>> begin
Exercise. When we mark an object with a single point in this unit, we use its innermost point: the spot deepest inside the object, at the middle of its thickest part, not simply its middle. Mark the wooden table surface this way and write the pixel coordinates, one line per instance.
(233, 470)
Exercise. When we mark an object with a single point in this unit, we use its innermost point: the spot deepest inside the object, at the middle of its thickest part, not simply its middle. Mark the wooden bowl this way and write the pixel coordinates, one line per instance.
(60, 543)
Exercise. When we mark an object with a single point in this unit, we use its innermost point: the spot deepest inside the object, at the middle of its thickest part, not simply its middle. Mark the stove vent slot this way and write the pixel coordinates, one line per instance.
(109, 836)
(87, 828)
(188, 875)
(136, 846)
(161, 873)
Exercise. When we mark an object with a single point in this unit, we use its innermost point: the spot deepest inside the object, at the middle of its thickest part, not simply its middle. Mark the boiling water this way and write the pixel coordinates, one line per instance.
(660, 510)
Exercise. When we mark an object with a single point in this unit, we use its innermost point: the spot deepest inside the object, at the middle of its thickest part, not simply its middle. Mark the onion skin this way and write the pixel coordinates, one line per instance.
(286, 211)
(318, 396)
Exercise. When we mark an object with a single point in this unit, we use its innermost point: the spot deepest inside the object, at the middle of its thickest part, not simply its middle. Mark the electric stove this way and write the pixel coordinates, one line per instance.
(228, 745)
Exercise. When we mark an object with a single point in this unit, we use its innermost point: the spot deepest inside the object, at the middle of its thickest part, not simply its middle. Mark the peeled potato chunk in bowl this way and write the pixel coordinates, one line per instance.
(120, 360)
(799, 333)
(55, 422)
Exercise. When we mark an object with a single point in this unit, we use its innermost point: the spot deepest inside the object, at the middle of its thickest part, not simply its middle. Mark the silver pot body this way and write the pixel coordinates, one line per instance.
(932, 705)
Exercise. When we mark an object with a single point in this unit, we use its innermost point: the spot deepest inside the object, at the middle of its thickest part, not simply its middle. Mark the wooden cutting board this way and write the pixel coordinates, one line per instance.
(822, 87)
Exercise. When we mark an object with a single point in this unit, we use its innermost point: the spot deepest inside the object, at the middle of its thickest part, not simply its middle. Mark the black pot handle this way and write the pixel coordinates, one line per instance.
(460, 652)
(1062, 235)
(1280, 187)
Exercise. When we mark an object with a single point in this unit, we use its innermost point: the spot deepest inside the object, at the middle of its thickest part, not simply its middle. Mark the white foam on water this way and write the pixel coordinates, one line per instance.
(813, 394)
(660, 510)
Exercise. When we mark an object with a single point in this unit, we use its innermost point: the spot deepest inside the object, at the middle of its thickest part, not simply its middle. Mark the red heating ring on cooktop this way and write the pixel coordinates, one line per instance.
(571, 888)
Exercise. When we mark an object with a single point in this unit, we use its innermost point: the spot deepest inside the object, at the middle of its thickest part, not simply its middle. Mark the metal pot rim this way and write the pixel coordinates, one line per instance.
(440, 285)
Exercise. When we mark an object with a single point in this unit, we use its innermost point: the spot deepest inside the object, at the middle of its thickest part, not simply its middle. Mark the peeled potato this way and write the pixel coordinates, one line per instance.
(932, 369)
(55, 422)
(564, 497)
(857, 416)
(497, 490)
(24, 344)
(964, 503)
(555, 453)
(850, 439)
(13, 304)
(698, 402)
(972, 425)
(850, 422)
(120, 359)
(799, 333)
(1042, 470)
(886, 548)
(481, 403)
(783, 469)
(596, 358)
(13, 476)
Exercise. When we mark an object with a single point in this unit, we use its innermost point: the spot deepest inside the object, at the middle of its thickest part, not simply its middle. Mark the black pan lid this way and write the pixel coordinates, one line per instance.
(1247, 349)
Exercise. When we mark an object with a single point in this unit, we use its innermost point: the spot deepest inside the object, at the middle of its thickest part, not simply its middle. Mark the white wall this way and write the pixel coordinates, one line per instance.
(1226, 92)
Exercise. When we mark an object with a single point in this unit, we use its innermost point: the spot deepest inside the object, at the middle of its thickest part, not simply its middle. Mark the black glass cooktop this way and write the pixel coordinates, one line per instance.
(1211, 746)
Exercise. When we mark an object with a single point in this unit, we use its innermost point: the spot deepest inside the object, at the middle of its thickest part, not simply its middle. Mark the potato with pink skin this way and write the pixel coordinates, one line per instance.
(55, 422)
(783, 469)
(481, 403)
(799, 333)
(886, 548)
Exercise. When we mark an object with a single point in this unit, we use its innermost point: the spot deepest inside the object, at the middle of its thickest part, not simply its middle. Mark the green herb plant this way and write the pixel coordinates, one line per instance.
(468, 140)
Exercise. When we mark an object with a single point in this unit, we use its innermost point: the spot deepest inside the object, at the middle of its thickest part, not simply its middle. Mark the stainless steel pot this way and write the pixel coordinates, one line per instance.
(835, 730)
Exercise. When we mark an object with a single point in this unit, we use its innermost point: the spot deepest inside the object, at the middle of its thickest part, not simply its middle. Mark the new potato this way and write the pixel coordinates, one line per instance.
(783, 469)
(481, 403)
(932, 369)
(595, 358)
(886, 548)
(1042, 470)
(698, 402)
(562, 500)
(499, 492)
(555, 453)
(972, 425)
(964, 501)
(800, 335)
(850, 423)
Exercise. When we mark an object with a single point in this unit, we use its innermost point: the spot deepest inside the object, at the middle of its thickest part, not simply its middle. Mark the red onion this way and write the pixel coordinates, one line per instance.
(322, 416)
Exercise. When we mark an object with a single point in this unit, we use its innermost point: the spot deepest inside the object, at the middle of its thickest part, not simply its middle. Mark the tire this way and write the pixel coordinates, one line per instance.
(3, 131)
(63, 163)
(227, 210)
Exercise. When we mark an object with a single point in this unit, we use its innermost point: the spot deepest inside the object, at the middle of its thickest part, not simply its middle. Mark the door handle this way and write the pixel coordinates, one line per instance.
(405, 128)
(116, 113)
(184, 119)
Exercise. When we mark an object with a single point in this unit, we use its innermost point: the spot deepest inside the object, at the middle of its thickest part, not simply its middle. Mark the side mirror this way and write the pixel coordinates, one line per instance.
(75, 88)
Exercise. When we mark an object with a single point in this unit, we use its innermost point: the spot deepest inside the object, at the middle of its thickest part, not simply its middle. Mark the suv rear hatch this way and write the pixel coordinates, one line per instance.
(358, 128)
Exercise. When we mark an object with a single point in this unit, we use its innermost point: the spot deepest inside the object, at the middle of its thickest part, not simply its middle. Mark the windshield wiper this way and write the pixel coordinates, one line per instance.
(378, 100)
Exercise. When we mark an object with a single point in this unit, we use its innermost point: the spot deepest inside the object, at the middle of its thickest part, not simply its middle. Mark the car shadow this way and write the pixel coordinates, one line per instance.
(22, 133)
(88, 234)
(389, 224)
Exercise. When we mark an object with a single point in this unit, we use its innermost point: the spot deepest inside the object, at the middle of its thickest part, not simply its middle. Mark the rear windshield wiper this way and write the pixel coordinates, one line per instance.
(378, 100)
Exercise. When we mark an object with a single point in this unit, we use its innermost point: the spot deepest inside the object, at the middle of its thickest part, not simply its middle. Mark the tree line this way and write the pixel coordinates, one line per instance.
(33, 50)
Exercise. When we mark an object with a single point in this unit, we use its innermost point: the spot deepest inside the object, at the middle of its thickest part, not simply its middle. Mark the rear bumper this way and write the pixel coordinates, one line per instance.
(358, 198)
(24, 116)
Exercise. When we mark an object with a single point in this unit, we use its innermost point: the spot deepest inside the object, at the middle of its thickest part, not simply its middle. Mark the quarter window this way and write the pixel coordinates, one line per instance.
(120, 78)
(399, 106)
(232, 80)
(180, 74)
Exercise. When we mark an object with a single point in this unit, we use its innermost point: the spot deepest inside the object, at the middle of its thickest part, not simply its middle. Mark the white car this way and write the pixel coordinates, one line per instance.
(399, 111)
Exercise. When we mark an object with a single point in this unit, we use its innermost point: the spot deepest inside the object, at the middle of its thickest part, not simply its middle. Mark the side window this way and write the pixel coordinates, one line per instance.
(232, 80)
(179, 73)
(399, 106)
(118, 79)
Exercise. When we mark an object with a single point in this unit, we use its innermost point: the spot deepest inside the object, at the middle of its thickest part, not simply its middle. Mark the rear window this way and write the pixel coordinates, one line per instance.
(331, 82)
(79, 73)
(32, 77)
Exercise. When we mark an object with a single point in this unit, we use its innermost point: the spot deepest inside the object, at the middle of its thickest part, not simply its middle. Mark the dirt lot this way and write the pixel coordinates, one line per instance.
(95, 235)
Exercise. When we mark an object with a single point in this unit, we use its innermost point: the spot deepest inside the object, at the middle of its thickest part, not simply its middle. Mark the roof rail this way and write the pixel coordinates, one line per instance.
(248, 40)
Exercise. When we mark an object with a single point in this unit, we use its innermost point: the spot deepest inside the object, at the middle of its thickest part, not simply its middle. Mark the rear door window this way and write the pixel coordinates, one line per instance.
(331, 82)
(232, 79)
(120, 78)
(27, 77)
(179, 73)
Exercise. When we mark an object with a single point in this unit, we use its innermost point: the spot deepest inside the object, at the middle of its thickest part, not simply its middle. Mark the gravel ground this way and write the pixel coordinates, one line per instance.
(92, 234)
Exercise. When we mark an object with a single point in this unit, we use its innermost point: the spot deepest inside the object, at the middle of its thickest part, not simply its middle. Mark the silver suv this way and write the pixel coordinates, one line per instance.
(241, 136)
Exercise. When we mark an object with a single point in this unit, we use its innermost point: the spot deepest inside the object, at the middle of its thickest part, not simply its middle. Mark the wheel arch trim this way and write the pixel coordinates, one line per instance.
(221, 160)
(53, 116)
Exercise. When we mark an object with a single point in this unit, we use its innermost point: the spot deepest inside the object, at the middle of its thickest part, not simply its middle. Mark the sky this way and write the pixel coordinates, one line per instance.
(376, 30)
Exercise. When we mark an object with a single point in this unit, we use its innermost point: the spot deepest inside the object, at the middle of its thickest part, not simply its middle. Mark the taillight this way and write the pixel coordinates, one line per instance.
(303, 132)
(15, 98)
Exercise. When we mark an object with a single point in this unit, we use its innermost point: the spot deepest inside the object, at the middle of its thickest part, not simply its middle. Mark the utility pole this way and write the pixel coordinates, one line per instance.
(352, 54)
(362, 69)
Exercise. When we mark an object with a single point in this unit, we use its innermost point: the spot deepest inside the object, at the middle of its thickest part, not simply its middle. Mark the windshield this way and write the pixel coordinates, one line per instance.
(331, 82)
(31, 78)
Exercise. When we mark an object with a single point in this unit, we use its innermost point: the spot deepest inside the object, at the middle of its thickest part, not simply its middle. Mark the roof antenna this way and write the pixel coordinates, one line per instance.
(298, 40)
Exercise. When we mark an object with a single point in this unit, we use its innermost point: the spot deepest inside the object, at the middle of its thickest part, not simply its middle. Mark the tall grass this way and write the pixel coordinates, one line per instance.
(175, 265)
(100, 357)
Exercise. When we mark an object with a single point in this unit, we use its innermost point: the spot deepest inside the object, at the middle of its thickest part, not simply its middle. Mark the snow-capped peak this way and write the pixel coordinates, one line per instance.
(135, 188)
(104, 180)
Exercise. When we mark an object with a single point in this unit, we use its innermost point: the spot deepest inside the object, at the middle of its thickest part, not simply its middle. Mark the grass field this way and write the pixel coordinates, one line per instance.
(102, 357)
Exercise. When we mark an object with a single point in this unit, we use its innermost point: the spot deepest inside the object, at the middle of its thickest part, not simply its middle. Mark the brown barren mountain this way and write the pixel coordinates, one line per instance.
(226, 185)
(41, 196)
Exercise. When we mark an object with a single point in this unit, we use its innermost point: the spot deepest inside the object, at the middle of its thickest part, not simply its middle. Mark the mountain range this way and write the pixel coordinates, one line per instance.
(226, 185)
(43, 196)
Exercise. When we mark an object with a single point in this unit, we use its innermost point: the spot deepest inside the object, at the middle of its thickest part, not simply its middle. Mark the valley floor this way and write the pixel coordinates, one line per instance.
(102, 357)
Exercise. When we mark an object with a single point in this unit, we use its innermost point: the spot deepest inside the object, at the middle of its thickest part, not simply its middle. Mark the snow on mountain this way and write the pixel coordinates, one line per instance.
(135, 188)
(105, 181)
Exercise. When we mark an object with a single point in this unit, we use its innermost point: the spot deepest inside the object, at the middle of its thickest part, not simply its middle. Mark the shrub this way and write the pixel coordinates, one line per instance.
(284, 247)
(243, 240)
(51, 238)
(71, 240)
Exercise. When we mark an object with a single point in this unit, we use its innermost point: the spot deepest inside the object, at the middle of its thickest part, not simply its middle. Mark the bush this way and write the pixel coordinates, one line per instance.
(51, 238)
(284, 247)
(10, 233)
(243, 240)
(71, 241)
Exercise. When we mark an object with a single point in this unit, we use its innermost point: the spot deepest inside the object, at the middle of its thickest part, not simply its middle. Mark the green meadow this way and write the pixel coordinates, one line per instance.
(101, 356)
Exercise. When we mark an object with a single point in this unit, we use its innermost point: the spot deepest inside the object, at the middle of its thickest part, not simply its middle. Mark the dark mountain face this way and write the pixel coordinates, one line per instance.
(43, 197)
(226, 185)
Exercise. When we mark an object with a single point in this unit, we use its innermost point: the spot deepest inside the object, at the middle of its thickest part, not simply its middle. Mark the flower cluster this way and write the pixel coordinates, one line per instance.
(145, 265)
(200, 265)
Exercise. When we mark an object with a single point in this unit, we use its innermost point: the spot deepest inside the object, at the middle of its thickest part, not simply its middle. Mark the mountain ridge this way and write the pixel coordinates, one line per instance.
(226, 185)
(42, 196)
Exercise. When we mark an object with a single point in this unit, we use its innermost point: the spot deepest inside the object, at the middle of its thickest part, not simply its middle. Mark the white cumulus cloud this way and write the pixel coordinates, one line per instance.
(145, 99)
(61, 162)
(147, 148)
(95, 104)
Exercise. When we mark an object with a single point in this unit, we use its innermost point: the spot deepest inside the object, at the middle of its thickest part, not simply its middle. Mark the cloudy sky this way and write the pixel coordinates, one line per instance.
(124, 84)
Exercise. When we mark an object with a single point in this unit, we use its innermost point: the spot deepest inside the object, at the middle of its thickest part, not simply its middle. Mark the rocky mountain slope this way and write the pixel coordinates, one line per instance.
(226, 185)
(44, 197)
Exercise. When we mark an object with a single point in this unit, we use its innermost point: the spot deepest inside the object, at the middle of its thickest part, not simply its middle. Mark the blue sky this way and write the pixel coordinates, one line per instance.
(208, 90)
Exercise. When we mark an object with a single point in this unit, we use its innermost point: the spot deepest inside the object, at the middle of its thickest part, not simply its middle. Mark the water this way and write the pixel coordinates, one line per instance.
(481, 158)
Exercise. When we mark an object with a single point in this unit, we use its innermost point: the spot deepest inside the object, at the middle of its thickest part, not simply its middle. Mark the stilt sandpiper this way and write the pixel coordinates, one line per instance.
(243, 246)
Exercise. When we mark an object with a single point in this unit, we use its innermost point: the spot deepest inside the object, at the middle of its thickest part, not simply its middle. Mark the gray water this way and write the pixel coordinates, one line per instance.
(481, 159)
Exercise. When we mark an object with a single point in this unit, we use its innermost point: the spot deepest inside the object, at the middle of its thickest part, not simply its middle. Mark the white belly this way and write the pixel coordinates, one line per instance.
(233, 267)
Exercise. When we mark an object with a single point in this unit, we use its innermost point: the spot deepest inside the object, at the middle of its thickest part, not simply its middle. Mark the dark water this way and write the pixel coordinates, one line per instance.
>> end
# [EXERCISE OBJECTIVE]
Include both ends. Return the line holding "Mark the gray" and all lines after it in the records above, exactly as written.

# [THE ANSWER]
Exercise. When we mark an object with a single point in this unit, we use its innermost point: the spot deepest inside the object, at the middle of its thickest part, not simply its middle. Mark the gray water this way and write the pixel coordinates, one line per instance.
(481, 159)
Exercise. When we mark an object with a single point in this unit, we use its innermost point: the spot deepest inside the object, at the middle of its thickest part, not simply its middle. Mark the white belly this way and write the pixel coordinates, one line per instance.
(233, 267)
Exercise. When we mark an object with a single point in this unit, we use its innermost point: the spot deepest inside the object, at the middle of its thickest part, not simply its middle. Mark the dark water this way and write the pixel coordinates, one line per instance.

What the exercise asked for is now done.